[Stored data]
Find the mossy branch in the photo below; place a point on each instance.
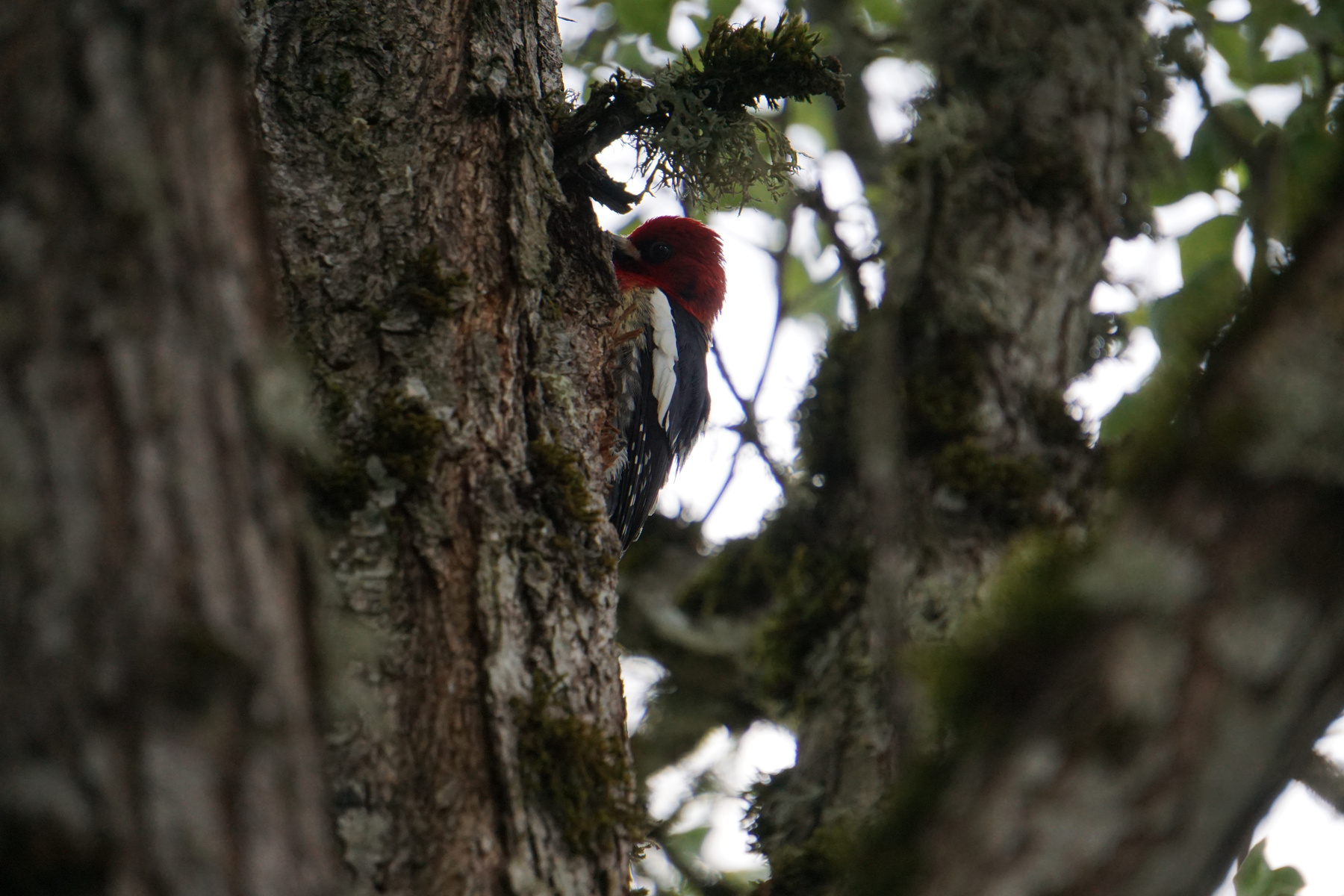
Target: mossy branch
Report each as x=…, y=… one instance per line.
x=692, y=124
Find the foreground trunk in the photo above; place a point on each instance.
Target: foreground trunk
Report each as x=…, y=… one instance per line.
x=156, y=729
x=456, y=312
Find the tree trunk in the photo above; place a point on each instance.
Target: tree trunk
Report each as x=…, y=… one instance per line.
x=457, y=312
x=995, y=253
x=158, y=731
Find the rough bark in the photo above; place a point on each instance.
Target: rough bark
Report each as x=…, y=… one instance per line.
x=457, y=311
x=156, y=731
x=1164, y=731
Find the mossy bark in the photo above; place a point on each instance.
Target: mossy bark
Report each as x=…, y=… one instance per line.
x=156, y=724
x=998, y=214
x=456, y=309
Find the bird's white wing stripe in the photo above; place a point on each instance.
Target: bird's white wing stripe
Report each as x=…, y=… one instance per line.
x=665, y=354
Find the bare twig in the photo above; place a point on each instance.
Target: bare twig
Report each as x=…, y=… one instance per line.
x=850, y=264
x=1324, y=778
x=749, y=429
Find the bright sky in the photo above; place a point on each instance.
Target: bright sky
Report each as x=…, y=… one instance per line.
x=1301, y=829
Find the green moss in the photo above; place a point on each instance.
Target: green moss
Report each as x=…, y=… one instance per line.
x=980, y=685
x=335, y=489
x=405, y=437
x=581, y=773
x=942, y=390
x=429, y=287
x=984, y=680
x=561, y=482
x=887, y=857
x=813, y=590
x=1004, y=487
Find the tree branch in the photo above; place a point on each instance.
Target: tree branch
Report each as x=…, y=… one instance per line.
x=735, y=69
x=1324, y=778
x=1195, y=649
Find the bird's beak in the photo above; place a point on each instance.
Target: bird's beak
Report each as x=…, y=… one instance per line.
x=623, y=246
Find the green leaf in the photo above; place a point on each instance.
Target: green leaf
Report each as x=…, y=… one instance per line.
x=1256, y=877
x=1210, y=243
x=887, y=13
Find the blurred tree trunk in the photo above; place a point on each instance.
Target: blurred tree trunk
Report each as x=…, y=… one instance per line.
x=1112, y=726
x=156, y=727
x=456, y=311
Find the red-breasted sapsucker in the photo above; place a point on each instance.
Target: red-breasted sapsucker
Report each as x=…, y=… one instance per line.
x=671, y=273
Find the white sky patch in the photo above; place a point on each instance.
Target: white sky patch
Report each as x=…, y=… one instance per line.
x=1216, y=81
x=1147, y=267
x=893, y=85
x=638, y=675
x=768, y=10
x=1229, y=10
x=1189, y=213
x=1184, y=114
x=1110, y=379
x=1159, y=19
x=1301, y=830
x=682, y=28
x=1283, y=43
x=1304, y=832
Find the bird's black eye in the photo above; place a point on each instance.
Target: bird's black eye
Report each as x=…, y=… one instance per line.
x=658, y=253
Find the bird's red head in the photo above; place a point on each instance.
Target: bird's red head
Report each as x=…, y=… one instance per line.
x=679, y=255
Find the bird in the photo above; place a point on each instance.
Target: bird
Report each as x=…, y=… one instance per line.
x=673, y=282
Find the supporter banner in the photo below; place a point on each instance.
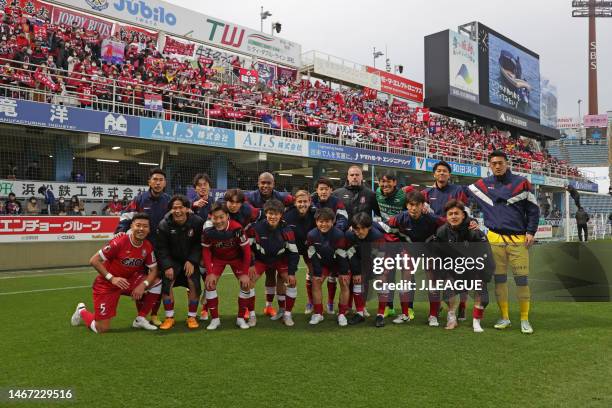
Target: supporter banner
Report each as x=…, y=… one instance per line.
x=398, y=86
x=160, y=15
x=174, y=46
x=35, y=8
x=568, y=123
x=355, y=155
x=597, y=133
x=44, y=229
x=65, y=117
x=65, y=16
x=131, y=34
x=538, y=179
x=584, y=185
x=286, y=75
x=25, y=189
x=422, y=114
x=219, y=58
x=171, y=131
x=463, y=67
x=555, y=181
x=247, y=76
x=461, y=169
x=596, y=120
x=267, y=74
x=113, y=52
x=259, y=142
x=346, y=74
x=544, y=231
x=370, y=94
x=154, y=102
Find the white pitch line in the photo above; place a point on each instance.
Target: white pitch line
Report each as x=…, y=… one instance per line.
x=43, y=290
x=35, y=275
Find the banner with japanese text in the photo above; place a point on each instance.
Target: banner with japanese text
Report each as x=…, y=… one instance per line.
x=45, y=229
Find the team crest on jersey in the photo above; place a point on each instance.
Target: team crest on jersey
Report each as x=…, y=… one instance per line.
x=97, y=5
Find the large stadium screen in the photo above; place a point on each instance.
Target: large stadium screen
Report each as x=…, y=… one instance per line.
x=512, y=76
x=463, y=66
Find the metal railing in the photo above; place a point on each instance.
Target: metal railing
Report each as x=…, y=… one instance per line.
x=212, y=109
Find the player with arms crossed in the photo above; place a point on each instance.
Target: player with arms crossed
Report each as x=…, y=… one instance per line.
x=224, y=243
x=179, y=252
x=122, y=270
x=301, y=219
x=327, y=251
x=265, y=191
x=455, y=230
x=273, y=247
x=511, y=213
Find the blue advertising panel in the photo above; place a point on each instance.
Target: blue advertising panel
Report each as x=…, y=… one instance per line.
x=66, y=117
x=423, y=164
x=170, y=131
x=351, y=154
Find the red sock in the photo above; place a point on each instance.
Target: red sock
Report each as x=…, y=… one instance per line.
x=281, y=301
x=434, y=308
x=404, y=307
x=87, y=317
x=270, y=292
x=155, y=307
x=168, y=305
x=148, y=301
x=289, y=303
x=212, y=307
x=193, y=307
x=243, y=304
x=359, y=302
x=309, y=290
x=331, y=292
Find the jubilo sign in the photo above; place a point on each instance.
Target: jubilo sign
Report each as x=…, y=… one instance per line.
x=398, y=86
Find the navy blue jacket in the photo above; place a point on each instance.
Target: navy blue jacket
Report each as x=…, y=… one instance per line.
x=508, y=204
x=256, y=200
x=327, y=250
x=301, y=225
x=155, y=207
x=269, y=245
x=337, y=206
x=411, y=230
x=438, y=197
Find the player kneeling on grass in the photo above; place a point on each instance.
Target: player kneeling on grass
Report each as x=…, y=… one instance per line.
x=273, y=247
x=224, y=243
x=179, y=252
x=122, y=270
x=327, y=251
x=457, y=229
x=363, y=232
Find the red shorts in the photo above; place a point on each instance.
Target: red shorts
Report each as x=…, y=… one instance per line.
x=282, y=267
x=218, y=266
x=106, y=296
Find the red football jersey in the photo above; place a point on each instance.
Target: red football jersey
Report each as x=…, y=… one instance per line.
x=123, y=259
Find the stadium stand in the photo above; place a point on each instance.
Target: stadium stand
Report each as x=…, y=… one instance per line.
x=63, y=64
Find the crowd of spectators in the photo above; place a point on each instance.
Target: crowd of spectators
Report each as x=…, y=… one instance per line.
x=67, y=60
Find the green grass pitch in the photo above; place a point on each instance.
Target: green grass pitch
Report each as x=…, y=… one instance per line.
x=566, y=362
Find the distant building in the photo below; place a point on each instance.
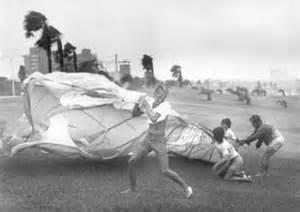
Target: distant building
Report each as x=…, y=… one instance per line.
x=6, y=87
x=85, y=55
x=124, y=68
x=283, y=79
x=37, y=60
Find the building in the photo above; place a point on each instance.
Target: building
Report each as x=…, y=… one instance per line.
x=6, y=87
x=37, y=60
x=124, y=67
x=85, y=55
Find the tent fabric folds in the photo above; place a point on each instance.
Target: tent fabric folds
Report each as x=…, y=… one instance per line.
x=86, y=115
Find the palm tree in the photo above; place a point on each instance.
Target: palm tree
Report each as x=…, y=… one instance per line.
x=92, y=66
x=22, y=73
x=147, y=62
x=176, y=73
x=35, y=21
x=70, y=53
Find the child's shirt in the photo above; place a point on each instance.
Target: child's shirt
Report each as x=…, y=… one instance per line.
x=226, y=149
x=230, y=134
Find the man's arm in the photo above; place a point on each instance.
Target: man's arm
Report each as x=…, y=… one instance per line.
x=136, y=110
x=257, y=135
x=149, y=112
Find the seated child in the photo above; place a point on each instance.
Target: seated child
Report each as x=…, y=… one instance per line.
x=231, y=161
x=229, y=134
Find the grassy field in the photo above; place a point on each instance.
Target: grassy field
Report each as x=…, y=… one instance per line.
x=32, y=181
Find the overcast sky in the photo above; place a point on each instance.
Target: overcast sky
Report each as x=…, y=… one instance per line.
x=209, y=38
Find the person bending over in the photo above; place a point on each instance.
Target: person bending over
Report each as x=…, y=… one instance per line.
x=268, y=134
x=231, y=162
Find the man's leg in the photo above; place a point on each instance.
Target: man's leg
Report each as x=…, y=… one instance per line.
x=162, y=155
x=235, y=167
x=271, y=150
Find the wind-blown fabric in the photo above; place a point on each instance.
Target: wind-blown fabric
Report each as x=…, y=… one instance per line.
x=86, y=115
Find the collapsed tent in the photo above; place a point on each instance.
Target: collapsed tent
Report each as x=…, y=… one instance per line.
x=86, y=115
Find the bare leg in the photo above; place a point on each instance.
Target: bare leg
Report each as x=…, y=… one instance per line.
x=137, y=155
x=132, y=168
x=163, y=158
x=230, y=176
x=175, y=177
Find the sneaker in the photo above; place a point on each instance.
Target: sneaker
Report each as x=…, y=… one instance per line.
x=188, y=192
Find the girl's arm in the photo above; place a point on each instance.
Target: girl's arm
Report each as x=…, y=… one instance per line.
x=149, y=112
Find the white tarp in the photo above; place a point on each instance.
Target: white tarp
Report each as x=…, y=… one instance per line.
x=81, y=114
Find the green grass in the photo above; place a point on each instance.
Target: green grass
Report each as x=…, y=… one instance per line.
x=33, y=181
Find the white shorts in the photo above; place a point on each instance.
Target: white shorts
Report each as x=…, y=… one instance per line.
x=274, y=146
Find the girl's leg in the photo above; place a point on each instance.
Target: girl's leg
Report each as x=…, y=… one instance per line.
x=141, y=151
x=235, y=168
x=271, y=150
x=163, y=158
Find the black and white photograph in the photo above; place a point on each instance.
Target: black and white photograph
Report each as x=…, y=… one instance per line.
x=149, y=105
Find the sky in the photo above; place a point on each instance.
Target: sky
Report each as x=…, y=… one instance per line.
x=216, y=39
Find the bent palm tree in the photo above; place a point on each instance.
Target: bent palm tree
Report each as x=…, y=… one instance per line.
x=177, y=73
x=147, y=62
x=70, y=53
x=35, y=21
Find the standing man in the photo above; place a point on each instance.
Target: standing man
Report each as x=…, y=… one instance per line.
x=155, y=140
x=264, y=133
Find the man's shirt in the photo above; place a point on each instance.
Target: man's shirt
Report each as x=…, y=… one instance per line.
x=265, y=133
x=230, y=134
x=163, y=109
x=226, y=149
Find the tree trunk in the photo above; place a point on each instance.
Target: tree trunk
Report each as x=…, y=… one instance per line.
x=75, y=61
x=180, y=80
x=60, y=53
x=49, y=60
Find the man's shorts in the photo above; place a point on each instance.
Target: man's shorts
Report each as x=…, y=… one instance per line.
x=158, y=144
x=274, y=146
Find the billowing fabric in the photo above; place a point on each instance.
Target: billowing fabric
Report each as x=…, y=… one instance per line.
x=86, y=115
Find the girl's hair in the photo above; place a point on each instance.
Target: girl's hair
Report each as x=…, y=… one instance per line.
x=255, y=119
x=219, y=133
x=226, y=121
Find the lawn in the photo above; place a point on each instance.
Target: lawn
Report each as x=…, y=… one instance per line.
x=32, y=181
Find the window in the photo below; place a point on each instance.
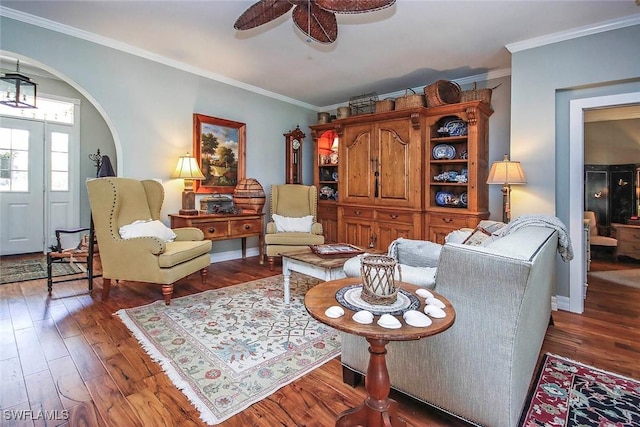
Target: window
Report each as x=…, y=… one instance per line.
x=59, y=161
x=14, y=159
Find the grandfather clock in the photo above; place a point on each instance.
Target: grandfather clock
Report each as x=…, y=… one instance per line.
x=293, y=162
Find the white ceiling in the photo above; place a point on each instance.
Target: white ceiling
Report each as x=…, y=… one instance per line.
x=411, y=44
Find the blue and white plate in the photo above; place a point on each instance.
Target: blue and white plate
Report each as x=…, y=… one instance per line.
x=455, y=127
x=444, y=198
x=444, y=152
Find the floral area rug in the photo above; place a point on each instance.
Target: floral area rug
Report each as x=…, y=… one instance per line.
x=229, y=348
x=568, y=393
x=32, y=269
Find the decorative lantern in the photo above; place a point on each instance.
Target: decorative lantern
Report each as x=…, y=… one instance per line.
x=17, y=90
x=378, y=285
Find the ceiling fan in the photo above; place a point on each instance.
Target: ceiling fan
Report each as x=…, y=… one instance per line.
x=315, y=18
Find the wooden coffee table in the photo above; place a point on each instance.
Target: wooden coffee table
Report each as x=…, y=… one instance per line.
x=378, y=409
x=306, y=262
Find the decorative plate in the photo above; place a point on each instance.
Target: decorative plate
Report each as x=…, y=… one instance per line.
x=456, y=127
x=444, y=152
x=349, y=297
x=444, y=198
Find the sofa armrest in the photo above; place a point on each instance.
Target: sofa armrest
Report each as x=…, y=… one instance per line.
x=188, y=234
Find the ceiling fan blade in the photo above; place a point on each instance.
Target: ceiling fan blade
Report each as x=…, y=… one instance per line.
x=262, y=12
x=354, y=6
x=321, y=26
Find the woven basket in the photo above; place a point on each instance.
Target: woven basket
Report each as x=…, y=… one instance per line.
x=442, y=92
x=378, y=285
x=409, y=100
x=385, y=105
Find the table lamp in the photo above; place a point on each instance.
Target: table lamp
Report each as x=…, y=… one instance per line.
x=188, y=170
x=506, y=173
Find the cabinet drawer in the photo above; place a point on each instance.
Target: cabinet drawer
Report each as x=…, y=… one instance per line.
x=395, y=216
x=327, y=212
x=450, y=221
x=213, y=230
x=246, y=227
x=355, y=212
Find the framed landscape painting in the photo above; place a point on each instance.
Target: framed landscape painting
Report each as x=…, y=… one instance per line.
x=219, y=146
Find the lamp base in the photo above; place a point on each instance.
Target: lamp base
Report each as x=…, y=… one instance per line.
x=188, y=212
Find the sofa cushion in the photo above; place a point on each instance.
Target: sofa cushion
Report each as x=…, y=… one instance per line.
x=415, y=253
x=148, y=228
x=286, y=224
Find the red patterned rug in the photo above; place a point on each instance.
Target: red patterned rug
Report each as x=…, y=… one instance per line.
x=568, y=393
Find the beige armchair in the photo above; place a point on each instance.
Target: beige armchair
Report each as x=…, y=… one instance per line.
x=595, y=237
x=116, y=202
x=293, y=202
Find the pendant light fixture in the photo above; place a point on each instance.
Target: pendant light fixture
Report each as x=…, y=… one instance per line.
x=17, y=90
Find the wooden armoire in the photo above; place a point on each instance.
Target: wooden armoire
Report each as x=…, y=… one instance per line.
x=384, y=183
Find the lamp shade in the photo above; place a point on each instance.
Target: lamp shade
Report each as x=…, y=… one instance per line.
x=506, y=172
x=187, y=168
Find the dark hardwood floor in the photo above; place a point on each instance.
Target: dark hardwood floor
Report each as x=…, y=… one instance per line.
x=68, y=355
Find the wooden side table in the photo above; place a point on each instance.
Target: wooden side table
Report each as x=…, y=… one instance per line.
x=377, y=410
x=226, y=227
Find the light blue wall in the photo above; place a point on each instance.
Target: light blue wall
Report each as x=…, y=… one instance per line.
x=544, y=80
x=149, y=108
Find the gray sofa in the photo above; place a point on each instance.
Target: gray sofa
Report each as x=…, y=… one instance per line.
x=480, y=369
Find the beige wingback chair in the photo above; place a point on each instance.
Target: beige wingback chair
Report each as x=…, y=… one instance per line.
x=116, y=202
x=292, y=201
x=596, y=239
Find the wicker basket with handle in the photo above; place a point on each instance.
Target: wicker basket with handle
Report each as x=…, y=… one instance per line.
x=442, y=92
x=409, y=100
x=378, y=285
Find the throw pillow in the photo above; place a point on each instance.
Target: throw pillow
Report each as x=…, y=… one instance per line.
x=148, y=228
x=477, y=237
x=289, y=224
x=458, y=236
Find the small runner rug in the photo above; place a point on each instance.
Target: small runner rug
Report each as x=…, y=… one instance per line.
x=33, y=269
x=229, y=348
x=568, y=393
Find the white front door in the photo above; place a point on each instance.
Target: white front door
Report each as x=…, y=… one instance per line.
x=21, y=186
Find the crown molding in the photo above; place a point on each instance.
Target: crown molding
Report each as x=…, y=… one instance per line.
x=123, y=47
x=575, y=33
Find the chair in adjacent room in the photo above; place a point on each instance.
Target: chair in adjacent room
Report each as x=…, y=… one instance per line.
x=293, y=225
x=134, y=244
x=596, y=236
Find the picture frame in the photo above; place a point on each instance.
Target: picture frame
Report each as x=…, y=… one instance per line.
x=219, y=146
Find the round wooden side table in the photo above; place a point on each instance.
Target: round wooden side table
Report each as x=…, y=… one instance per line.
x=377, y=410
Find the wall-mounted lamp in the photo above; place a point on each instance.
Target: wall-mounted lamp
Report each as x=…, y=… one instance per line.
x=506, y=173
x=188, y=170
x=17, y=90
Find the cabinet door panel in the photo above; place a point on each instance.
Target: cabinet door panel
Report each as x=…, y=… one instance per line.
x=356, y=166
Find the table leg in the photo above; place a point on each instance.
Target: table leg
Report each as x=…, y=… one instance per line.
x=378, y=410
x=244, y=248
x=287, y=276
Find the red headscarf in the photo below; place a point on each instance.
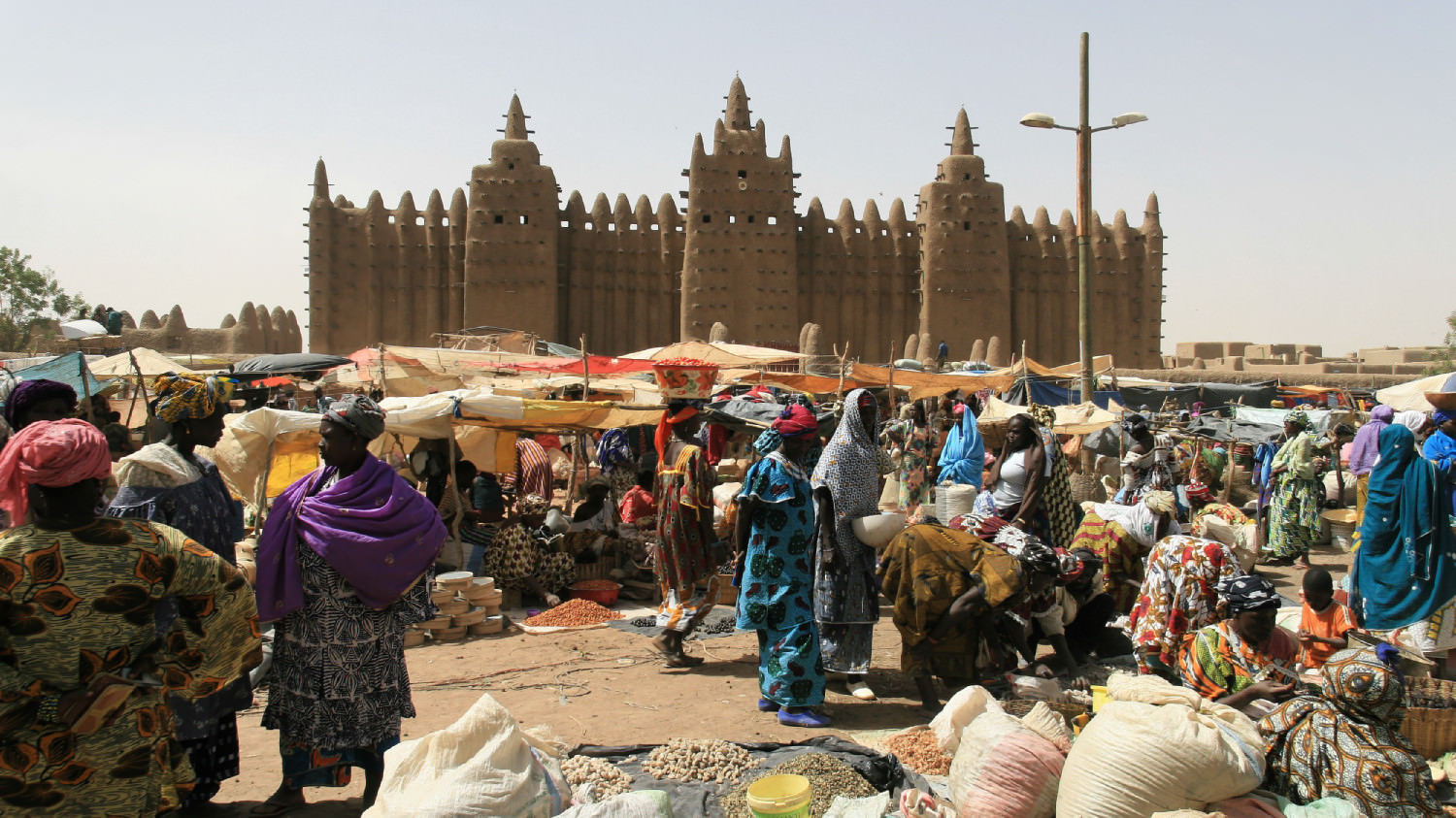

WHAT IS EXPECTED: Render the stretch of rows from the start through the line containing "x=456, y=309" as a two-column CSV headed text and answer, with one line per entry. Put each field in quotes, replace line breaks with spaces, and leave the pictures out.

PROBLEM SOLUTION:
text,answer
"Find the mossy branch in the photo below; place a point on each instance. Target: mossy branch Report each as x=…, y=… one instance per line.","x=692, y=124"
"Find the foreground trunk in the photo above; place a point on each instance. Target: foreground trunk Report each as x=…, y=… one instance per line.","x=156, y=729 x=456, y=312"
"Find the tree trunk in the photo above; place a point on each instance. Target: tree trunk Report each as x=…, y=… one instance per line.","x=457, y=312 x=995, y=253 x=158, y=731"
"Find the rough bark in the photo above; place a point on each instance. Target: rough bark Report each as x=…, y=… one instance per line.","x=457, y=311 x=156, y=731 x=1164, y=731"
"Find the mossy bark in the photo above; place a point on each instance. Target: mossy bark Report each as x=…, y=… one instance per line.","x=156, y=724 x=998, y=214 x=456, y=309"